-- Task item --
How many lines in the entries below contain the word "house"? Answer with the number and nothing else.

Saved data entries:
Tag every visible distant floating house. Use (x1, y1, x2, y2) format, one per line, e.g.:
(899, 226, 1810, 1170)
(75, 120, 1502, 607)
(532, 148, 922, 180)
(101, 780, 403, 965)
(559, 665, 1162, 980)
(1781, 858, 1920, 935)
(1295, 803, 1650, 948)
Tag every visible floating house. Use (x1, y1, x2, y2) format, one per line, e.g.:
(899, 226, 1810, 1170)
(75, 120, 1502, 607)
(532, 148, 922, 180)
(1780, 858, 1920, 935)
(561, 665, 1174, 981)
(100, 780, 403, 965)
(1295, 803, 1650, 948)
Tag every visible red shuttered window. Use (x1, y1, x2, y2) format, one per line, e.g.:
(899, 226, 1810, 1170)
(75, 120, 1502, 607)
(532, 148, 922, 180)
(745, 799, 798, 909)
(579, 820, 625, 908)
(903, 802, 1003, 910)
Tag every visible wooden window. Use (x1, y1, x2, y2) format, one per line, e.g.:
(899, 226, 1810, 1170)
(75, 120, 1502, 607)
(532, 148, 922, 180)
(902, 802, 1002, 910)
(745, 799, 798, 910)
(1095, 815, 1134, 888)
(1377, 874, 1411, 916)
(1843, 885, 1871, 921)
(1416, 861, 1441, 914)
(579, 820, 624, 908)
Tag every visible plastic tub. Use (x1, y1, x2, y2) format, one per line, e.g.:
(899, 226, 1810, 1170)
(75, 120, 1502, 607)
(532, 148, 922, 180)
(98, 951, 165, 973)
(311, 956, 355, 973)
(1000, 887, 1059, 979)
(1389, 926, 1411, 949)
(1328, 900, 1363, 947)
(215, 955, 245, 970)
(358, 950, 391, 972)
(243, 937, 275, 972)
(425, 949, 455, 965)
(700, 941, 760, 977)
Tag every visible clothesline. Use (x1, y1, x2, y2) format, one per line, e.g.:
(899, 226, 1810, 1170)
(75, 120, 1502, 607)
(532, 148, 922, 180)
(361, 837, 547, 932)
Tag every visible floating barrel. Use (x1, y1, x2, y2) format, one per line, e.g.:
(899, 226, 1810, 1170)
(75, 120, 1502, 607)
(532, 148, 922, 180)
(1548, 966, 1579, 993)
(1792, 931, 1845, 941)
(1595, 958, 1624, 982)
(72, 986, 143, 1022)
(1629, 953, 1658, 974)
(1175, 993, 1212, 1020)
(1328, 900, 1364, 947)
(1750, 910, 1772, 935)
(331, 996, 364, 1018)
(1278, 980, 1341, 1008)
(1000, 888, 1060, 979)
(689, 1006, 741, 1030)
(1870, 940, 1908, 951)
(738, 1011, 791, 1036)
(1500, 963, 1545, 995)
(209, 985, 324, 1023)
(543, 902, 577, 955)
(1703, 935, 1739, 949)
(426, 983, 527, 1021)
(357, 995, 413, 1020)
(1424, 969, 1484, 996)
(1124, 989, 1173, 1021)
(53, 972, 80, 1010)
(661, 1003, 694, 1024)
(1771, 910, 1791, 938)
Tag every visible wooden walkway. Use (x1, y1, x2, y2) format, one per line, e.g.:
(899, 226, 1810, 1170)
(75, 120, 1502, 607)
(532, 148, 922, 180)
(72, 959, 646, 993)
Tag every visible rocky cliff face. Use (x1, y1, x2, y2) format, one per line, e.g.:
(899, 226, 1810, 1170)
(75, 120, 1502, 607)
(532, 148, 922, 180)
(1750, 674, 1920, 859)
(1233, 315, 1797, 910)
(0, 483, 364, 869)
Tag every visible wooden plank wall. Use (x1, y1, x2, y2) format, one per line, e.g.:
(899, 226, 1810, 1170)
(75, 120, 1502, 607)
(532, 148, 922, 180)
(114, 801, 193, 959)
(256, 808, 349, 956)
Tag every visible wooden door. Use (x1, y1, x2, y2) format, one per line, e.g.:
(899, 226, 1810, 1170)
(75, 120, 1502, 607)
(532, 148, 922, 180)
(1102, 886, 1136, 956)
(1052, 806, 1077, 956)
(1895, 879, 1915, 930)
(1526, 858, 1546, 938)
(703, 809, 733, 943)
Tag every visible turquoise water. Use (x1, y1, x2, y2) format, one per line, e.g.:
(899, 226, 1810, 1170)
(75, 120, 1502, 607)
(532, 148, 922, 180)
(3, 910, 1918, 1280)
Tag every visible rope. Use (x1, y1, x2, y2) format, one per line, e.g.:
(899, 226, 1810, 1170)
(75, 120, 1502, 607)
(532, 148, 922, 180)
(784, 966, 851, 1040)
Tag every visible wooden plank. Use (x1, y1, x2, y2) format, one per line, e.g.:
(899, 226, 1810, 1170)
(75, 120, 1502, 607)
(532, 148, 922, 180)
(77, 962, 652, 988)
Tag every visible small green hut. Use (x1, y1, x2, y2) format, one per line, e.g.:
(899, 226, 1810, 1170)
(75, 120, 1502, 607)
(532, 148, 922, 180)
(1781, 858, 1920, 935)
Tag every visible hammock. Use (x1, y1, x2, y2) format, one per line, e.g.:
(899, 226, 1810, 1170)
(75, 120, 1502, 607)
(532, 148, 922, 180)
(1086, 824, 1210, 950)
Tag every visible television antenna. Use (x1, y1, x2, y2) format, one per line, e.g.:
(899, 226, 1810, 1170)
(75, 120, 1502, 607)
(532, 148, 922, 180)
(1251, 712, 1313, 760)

-- Reply to the task --
2